→ WHAT THIS TASK INVOLVES
Read through the material below and find each line that has the word "blade"; copy it.

→ RECORDS TO USE

§

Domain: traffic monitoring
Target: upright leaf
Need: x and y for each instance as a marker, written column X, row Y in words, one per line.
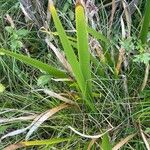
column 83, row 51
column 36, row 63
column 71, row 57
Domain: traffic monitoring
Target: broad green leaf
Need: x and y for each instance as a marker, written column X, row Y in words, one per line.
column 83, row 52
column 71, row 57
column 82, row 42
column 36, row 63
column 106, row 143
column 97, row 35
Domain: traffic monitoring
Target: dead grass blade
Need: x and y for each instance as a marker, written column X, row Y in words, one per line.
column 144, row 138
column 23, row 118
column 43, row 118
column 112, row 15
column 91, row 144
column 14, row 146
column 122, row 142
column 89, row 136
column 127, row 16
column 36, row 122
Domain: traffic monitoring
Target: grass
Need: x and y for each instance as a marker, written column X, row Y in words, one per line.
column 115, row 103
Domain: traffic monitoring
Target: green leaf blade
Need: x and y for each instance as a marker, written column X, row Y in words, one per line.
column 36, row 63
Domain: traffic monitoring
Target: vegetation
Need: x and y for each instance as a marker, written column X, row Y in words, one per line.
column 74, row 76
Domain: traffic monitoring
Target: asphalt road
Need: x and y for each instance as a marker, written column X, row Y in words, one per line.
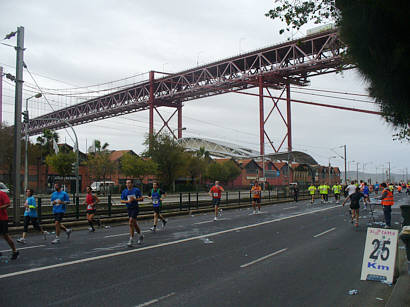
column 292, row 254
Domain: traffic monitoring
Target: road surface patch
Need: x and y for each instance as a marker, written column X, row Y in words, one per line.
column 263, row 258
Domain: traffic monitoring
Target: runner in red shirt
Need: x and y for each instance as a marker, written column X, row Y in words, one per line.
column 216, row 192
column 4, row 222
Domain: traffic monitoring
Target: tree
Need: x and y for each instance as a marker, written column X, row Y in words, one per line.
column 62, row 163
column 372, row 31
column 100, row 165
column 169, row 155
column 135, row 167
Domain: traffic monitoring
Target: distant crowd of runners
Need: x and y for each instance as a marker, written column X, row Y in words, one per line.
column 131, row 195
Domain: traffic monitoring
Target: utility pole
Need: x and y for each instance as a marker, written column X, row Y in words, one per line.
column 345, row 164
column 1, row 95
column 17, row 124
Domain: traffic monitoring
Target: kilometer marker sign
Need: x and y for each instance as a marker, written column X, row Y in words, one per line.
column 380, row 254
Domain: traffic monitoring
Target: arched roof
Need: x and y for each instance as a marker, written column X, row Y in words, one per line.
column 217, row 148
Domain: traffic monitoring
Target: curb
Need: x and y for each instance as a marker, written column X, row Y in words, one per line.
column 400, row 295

§

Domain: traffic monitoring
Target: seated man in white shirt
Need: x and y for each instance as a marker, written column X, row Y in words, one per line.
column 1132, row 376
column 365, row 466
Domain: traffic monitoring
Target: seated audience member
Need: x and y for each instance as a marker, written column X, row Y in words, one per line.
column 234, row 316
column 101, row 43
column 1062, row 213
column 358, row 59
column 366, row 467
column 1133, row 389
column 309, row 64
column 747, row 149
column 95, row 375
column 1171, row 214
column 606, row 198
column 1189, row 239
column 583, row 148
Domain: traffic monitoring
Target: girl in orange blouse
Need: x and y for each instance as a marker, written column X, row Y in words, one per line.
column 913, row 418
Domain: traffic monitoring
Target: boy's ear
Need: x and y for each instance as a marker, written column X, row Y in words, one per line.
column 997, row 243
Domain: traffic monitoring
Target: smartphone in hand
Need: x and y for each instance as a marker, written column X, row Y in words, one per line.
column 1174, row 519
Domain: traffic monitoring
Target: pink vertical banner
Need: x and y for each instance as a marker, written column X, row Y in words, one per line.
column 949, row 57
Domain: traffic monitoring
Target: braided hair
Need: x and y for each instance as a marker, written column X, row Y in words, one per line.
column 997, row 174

§

→ SOLUTION TO THIS TASK
Target: dead grass blade
Target: green leaf blade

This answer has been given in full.